## Source text
- VHS cover art
- Written by: Marc Richards
- Directed by: Kay Wright
- Voices of: Melendy Britt Erika Scheimer Diane Pershing Charlie Dell Larry D. Mann
- Music by: Dean Andre Ray Ellis Norm Prescott
- Country of origin: United States
- Original language: English

Production
- Producers: Lou Scheimer Norm Prescott Don Christensen
- Cinematography: R.W. Pope
- Editor: Joe Gall
- Running time: 60 minutes
- Production company: Filmation

Original release
- Network: CBS
- Release: December 19, 1980

= A Snow White Christmas =

A Snow White Christmas is a Christmas animated television special produced by Filmation and telecast December 19, 1980, on CBS. The special is a sequel to the fairy tale "Snow White", unrelated to Filmation's other sequel to "Snow White" titled Happily Ever After (1989), which ignores everything from this film.

The film's plot revolves around the return of the Wicked Queen, who is unexpectedly brought back to life during Christmas and casts an evil spell that freezes the entire land. Only the young Snow White, the daughter of the original Snow White, manages to escape and take refuge with seven friendly giants with her dwarf friend, but the Queen keeps trying to get rid of Snow White and her protectors. It is up to the giants to defeat her forever and save the kingdom.

==Plot==
After vanquishing the Wicked Queen, Queen Snow White and her husband King Charming are now the rulers of the land of Noel. They have a teenage daughter, also named Snow White for her snow-white hair. The royal family decides to host a Christmas Eve winter sports festival. One of the participants is Grunyon, a bumbling dwarf and a friend of the young Snow White. Princess Snow White says her Christmas wish is to build a playhouse for all the children and suggests remodeling the deserted castle on a mountaintop nearby that used to belong to the original Snow White's evil witch stepmother, the Wicked Queen, who has mysteriously disappeared when she was defeated.

## Listing
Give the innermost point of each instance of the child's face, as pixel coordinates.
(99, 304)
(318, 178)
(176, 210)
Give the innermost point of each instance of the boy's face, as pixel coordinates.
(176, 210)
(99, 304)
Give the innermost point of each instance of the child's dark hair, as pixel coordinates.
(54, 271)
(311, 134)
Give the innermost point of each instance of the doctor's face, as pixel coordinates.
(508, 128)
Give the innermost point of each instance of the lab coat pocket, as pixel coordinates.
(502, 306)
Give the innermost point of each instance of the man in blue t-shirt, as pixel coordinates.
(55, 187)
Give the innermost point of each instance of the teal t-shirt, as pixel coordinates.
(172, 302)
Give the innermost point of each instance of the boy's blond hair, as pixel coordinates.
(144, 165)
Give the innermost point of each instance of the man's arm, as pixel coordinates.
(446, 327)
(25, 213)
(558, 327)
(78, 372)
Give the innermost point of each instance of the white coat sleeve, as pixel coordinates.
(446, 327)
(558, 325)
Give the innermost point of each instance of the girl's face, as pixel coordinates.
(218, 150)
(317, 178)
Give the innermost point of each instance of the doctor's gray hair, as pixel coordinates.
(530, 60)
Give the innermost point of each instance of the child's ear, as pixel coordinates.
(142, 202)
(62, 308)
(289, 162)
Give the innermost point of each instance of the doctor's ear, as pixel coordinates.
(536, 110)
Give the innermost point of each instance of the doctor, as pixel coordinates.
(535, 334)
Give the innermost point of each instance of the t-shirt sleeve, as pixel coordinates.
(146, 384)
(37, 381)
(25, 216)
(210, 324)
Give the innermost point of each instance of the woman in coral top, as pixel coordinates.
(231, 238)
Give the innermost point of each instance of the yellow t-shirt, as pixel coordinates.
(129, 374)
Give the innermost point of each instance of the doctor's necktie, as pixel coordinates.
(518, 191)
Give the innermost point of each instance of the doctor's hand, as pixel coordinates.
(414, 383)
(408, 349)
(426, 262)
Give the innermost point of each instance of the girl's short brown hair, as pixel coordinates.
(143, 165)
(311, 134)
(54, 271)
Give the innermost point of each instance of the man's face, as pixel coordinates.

## What to do
**a)** According to the Snow White Christmas text, why is the teenage princess also named Snow White?
**b)** Set down the part of the Snow White Christmas text from "A Snow White Christmas is" up to and including "save the kingdom.".
**c)** Shorten the paragraph of the Snow White Christmas text that begins "The film's plot revolves around", keeping its main facts.
The data comes from a separate source unrelated to the Snow White Christmas text.

## The responses
**a)** She is named for her snow-white hair.

**b)**
A Snow White Christmas is a Christmas animated television special produced by Filmation and telecast December 19, 1980, on CBS. The special is a sequel to the fairy tale "Snow White", unrelated to Filmation's other sequel to "Snow White" titled Happily Ever After (1989), which ignores everything from this film.

The film's plot revolves around the return of the Wicked Queen, who is unexpectedly brought back to life during Christmas and casts an evil spell that freezes the entire land. Only the young Snow White, the daughter of the original Snow White, manages to escape and take refuge with seven friendly giants with her dwarf friend, but the Queen keeps trying to get rid of Snow White and her protectors. It is up to the giants to defeat her forever and save the kingdom.

**c)** The Wicked Queen is unexpectedly brought back to life at Christmas and casts a spell that freezes the whole land. Only young Snow White, daughter of the original Snow White, escapes. She takes refuge with her dwarf friend among seven friendly giants. The Queen keeps trying to get rid of Snow White and her protectors, and the giants must defeat her forever to save the kingdom.